:: WRITTEN EXERCISE A ::
Using the sewing pattern review below, answer each item on its own line, marking the answers (i), (ii) and (iii):
(i) What daytime temperature in Celsius does the review mention?
(ii) Which size did the reviewer cut?
(iii) Which view of the dress was sewn?

Tag Archives: Vogue 8555

Vogue 8555; a pattern review

(shamefaced) I took some more photos of the dress; inside because the ones Craig took on Christmas Day were a tad blustery.  Yeees, don’t know if you can tell or not but I was being windblasted about mercilessly and those photos are the only ones in which my hair did not look like wild animal on top of my head… so I took some more civilised ones to accompany my pattern review!
High winds, and 40C (104F) and an overnight low of 23C (74F); this is perfect bushfire weather so we are all keeping our fingers crossed for no disasters, please…
Without further ado…

Pattern Description:
Dresses A, B, C, D, E, F have lined bodice, front pleats, front gathers, back darts, self-faced midriff, back zipper and skirt variation.  A. B, C: lined, slim skirt in two lengths with front and back darts, bbac k slit.  D, E, F: skirt in two lengths with front and back pleats, pleat underlay and side seam pockets.  A, D: gathered sleeves with sleeve bands.  A, B, D, E: mid-knee length.  C, F: below mid-calf
Pattern Sizing:
8-22 altogether, I bought the 8-14 option and cut size 10
Did it look like the drawing/photo on the pattern envelope once you had finished sewing it?
I sewed view F but made up a completely different bodice front; otherwise yes.  My personal feeling is that the fabric used for the sample in the pattern photograph does not do it any favours… but that’s just my opinion…
Were the instructions easy to follow?

:: RECORDS FOR THE EXERCISE ::
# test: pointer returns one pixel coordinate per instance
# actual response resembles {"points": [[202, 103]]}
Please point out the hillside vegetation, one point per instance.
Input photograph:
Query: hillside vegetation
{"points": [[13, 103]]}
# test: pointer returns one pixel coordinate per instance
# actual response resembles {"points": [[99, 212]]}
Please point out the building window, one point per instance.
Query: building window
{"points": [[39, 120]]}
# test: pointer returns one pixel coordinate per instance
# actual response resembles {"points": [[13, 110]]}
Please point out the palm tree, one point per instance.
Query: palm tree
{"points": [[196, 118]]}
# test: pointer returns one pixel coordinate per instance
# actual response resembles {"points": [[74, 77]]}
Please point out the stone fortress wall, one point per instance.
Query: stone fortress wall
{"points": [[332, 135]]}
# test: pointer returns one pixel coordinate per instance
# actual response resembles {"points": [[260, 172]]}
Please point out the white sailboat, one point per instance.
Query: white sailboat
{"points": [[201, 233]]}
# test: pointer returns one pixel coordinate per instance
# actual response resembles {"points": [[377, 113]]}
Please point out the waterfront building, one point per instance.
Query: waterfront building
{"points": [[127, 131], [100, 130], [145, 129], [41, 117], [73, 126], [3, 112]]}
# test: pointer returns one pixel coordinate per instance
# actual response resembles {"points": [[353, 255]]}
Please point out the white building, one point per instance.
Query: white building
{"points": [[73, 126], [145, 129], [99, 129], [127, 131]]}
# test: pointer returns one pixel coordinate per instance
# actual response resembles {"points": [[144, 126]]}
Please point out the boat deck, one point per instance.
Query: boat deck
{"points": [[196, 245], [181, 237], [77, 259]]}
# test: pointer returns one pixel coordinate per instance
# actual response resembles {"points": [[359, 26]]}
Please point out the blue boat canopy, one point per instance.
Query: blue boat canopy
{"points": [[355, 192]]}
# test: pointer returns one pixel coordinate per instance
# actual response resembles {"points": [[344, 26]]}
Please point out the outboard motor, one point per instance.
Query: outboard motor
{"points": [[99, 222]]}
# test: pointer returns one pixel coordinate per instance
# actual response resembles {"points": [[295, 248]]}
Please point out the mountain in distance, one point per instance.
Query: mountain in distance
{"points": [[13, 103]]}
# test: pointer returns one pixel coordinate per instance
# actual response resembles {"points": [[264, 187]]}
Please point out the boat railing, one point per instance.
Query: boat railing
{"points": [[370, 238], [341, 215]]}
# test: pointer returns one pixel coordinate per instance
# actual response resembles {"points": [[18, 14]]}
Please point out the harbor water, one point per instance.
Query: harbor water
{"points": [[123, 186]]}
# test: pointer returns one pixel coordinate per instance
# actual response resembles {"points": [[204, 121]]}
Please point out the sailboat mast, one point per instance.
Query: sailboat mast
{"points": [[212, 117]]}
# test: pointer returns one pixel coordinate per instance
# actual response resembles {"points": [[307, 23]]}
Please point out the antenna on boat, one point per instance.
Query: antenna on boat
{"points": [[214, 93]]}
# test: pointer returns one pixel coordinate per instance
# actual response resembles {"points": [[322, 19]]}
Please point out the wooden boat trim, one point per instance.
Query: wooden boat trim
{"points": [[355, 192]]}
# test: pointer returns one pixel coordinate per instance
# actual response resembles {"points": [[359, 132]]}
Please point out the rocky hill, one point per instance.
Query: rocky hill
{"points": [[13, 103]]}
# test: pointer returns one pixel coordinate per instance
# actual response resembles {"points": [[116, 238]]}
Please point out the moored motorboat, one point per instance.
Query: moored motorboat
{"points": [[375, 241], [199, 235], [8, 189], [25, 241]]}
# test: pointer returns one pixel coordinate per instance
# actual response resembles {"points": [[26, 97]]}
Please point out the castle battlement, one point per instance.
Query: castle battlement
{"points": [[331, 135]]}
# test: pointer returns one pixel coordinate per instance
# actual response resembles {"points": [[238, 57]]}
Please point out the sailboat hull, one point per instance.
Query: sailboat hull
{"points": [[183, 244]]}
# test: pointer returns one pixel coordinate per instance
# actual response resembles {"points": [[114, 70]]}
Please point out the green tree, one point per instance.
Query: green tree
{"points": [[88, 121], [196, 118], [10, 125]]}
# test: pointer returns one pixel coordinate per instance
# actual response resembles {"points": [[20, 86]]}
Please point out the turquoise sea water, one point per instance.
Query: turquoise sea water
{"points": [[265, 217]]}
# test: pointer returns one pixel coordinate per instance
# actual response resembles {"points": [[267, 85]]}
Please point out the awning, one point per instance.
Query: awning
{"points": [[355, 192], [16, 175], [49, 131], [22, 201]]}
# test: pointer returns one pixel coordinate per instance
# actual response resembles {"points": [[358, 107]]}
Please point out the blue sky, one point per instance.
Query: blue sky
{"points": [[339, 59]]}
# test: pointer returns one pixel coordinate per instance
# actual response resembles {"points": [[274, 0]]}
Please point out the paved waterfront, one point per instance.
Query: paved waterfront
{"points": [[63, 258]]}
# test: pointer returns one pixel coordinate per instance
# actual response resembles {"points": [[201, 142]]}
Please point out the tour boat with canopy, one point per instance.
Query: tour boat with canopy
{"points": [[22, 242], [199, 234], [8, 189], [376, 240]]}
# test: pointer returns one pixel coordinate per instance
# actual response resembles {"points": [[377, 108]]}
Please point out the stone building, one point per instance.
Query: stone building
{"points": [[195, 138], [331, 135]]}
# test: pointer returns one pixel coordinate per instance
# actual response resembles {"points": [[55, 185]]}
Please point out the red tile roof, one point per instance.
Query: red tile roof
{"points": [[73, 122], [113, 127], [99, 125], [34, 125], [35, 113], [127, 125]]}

:: WRITTEN EXERCISE B ::
Return every line of the records above that contains the word "with". Case counts.

:: FINAL ANSWER A ::
(i) 40C
(ii) Size 10
(iii) View F

:: FINAL ANSWER B ::
Please point out the tour boat with canopy, one point per instance.
Query: tour boat with canopy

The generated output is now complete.